__Provided records__:

--- START ---

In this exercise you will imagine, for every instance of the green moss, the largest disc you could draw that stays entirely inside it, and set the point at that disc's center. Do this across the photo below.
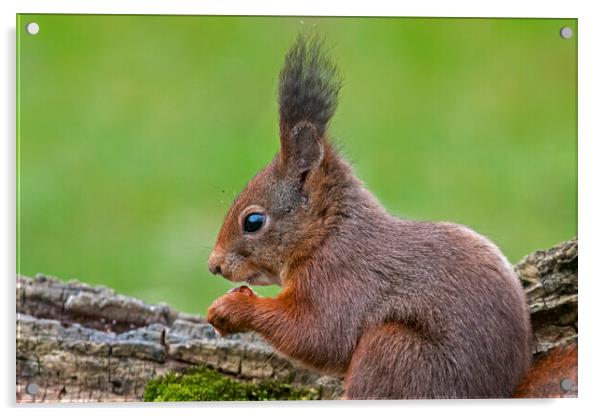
(204, 384)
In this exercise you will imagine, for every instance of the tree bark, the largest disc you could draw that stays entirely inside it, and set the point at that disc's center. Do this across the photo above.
(81, 343)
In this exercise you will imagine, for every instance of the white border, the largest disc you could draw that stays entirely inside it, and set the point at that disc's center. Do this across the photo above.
(590, 208)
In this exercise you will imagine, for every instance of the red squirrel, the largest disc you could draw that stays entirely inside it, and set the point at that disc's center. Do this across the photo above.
(401, 309)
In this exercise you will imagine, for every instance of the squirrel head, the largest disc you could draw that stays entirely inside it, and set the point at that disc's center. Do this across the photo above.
(290, 205)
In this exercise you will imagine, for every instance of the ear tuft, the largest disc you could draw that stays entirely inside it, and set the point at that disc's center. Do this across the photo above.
(307, 149)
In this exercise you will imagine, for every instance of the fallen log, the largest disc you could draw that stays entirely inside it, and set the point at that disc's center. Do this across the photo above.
(81, 343)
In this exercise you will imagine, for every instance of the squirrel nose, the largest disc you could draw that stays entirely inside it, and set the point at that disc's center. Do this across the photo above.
(215, 262)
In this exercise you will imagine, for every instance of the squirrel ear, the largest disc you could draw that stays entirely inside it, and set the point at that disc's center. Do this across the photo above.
(301, 148)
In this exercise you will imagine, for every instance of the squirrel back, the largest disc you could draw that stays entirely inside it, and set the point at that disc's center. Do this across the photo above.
(402, 309)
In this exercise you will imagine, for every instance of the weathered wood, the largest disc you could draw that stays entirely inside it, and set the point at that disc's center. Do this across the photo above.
(81, 343)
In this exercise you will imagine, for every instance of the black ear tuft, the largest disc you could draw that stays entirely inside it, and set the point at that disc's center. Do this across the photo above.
(309, 86)
(307, 151)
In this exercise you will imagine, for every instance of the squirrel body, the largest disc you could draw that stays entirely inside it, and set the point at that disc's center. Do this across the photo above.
(399, 308)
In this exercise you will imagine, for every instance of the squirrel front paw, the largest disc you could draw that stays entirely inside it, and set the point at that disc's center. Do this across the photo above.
(232, 312)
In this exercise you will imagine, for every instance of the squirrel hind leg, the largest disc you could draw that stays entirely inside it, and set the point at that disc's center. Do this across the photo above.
(390, 362)
(393, 361)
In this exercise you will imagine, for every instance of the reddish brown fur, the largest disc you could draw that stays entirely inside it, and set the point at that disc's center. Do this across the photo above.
(402, 309)
(545, 377)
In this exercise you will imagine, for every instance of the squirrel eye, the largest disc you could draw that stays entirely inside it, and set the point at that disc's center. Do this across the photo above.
(253, 222)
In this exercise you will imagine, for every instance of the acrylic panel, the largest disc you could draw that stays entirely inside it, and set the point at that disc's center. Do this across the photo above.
(297, 181)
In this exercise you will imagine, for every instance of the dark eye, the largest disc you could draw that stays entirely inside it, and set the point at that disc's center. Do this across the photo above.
(253, 222)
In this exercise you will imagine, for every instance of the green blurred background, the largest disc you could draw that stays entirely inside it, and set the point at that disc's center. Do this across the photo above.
(136, 132)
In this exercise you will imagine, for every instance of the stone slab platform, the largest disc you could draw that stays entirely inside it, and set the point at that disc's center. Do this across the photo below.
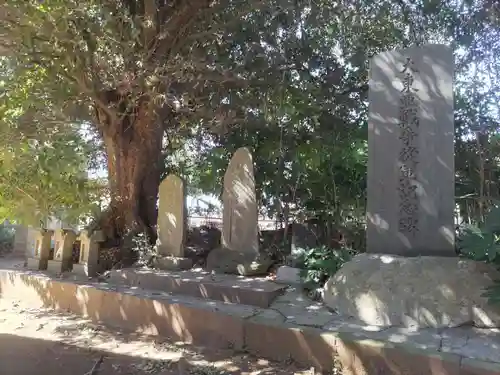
(292, 327)
(227, 288)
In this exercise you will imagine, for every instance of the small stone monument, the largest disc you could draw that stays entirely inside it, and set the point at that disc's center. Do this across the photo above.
(63, 251)
(88, 261)
(171, 225)
(410, 275)
(21, 240)
(38, 260)
(240, 233)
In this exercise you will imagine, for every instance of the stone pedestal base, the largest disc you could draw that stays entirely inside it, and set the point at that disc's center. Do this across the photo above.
(224, 260)
(58, 266)
(386, 290)
(288, 275)
(36, 264)
(172, 263)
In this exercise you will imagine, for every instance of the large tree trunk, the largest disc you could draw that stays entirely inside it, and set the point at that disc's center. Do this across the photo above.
(133, 144)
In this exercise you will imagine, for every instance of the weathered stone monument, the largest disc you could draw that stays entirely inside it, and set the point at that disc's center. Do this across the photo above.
(172, 223)
(88, 261)
(410, 275)
(411, 172)
(240, 218)
(240, 234)
(40, 257)
(63, 251)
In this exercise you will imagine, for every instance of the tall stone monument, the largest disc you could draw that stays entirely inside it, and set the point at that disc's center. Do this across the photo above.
(411, 152)
(88, 260)
(410, 275)
(239, 253)
(172, 220)
(240, 218)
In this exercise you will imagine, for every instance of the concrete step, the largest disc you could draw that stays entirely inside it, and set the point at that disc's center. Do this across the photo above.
(264, 332)
(200, 284)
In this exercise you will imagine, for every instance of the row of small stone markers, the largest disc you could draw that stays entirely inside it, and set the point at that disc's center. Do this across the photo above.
(239, 253)
(62, 260)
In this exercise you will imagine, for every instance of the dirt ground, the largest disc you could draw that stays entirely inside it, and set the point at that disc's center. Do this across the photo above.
(43, 342)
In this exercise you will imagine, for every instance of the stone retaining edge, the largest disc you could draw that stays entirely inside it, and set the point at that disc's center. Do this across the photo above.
(212, 326)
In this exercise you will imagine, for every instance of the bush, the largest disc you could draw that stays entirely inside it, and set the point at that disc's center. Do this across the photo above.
(319, 263)
(482, 243)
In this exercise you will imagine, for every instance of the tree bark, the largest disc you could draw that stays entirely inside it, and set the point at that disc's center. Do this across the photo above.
(132, 136)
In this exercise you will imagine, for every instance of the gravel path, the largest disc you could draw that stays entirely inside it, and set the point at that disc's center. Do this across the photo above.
(43, 342)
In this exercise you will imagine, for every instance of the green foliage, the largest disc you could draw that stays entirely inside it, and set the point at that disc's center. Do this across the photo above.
(319, 263)
(482, 243)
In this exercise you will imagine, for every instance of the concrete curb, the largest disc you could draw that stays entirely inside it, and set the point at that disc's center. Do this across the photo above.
(223, 325)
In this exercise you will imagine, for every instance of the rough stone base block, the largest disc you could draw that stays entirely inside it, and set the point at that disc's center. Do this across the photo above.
(386, 290)
(227, 288)
(36, 264)
(58, 266)
(288, 275)
(172, 263)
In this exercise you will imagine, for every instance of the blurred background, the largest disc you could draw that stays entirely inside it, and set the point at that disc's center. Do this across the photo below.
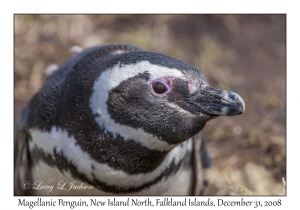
(242, 53)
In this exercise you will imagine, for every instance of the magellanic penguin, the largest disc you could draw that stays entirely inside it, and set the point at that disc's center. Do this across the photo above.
(118, 120)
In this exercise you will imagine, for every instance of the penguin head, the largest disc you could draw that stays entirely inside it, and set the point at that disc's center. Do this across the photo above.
(157, 100)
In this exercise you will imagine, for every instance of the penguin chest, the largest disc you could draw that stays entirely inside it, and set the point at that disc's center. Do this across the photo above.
(60, 167)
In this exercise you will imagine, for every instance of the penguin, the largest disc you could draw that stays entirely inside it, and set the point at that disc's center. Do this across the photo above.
(119, 120)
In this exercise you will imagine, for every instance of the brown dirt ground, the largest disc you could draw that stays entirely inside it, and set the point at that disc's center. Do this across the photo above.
(242, 53)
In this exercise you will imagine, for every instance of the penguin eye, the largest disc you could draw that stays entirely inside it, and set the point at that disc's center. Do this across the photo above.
(159, 88)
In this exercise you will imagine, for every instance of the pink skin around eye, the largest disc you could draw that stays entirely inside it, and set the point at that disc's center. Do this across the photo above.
(167, 81)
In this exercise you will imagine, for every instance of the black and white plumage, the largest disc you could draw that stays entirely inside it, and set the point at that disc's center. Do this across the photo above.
(123, 120)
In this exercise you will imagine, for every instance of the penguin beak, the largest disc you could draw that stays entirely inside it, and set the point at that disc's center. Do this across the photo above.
(218, 102)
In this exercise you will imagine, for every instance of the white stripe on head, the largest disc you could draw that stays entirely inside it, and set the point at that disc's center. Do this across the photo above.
(60, 141)
(110, 79)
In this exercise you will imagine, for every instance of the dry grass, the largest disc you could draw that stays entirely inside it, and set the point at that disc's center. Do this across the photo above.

--- END ---

Copy out the material word for word, starting with the line that contains "the penguin, the" and continuing through the last line of the material.

In this exercise you will imagine, for every instance of the penguin, the largest disc you could draw that stays entirely inside it, and set the point at that disc's center. Do this across the photo above.
(119, 120)
In this exercise you will imagine, for every instance of the brown dirt ground, the largest disc you could draw that stays entirely inside it, and set the point at that disc's center. Do this across the photo above.
(242, 53)
In this exercise you will imagine, for every instance of the penguin eye, the largest disc you could draw that stays entirely inside it, and set the point at that disc's center. Do this across the photo above.
(159, 88)
In this exercise you will imagine, for every instance of the pink skin around eye, the largest disc you could draw that stays entirely inside it, and set the point at that disc's center. Do this across the photo above.
(167, 81)
In this exercise you will imagine, for every instance of the black and white plumage, the largest disc you could draw that stays entirely inside it, and set the point at that disc's center. Do this across the photo above.
(123, 120)
In this exercise you will imagine, for every instance of the penguin beak, the largest disc you could draw that stays entirely inside it, and set the point at that disc's center. Do this across the photo above.
(218, 102)
In this exercise you will imagine, for every instance of the white stripe on head, the largest disc you could draw that stays entirely inside it, and set the point at that disc's center. Do this across the photo above.
(60, 141)
(110, 79)
In this exercise you will imagine, for every instance of the dry grass, the largest disc you could draw that stays entirely inside it, and set the point at that disc's center. Do this across the photo above.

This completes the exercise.